What you have to do: Starting with the line containing "Note: spot each instance of the dry grass" and going on through the end of the records, write those lines out again with "dry grass" switched to "parched grass" and nothing else changed. Omit the pictures from your answer.

Records from a dataset:
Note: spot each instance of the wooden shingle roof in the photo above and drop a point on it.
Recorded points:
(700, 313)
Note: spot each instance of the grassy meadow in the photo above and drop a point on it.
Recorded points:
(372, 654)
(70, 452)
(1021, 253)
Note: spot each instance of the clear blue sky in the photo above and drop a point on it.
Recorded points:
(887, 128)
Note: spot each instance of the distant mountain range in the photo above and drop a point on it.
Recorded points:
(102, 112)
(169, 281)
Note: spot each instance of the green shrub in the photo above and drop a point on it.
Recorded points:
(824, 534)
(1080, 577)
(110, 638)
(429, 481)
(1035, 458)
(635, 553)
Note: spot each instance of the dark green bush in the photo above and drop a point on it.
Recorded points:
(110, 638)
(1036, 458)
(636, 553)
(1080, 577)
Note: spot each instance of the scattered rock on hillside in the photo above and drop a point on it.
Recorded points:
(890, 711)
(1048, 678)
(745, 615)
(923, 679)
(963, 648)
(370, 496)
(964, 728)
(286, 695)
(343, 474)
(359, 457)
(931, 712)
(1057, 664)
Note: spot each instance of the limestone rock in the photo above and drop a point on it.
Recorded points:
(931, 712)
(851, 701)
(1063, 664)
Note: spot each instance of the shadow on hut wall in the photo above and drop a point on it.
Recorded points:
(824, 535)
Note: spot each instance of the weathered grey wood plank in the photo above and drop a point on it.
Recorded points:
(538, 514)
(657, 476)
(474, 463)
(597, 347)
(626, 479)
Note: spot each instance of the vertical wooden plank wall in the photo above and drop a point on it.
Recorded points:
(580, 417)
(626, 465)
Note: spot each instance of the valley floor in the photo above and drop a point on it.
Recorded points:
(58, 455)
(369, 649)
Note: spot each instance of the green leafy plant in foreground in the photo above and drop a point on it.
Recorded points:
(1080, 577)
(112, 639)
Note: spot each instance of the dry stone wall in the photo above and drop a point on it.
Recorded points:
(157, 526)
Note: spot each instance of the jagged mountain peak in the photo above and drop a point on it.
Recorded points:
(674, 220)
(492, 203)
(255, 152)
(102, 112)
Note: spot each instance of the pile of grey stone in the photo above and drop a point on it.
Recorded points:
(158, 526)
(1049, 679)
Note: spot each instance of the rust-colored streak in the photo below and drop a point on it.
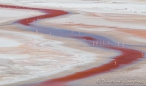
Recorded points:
(86, 38)
(127, 55)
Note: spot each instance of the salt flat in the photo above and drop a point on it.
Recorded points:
(33, 56)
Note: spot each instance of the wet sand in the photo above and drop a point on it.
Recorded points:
(136, 54)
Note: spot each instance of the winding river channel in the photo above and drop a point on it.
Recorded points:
(127, 56)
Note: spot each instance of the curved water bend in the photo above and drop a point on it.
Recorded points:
(127, 56)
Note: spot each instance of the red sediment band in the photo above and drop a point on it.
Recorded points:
(127, 56)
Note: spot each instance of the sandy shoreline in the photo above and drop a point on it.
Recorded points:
(31, 47)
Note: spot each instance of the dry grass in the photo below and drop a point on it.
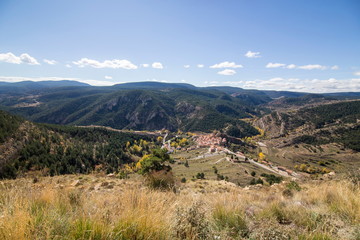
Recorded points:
(90, 207)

Reply to the task:
Note: spot each instance of the parched grass in the photo below and drop a point on it.
Recorded points:
(90, 207)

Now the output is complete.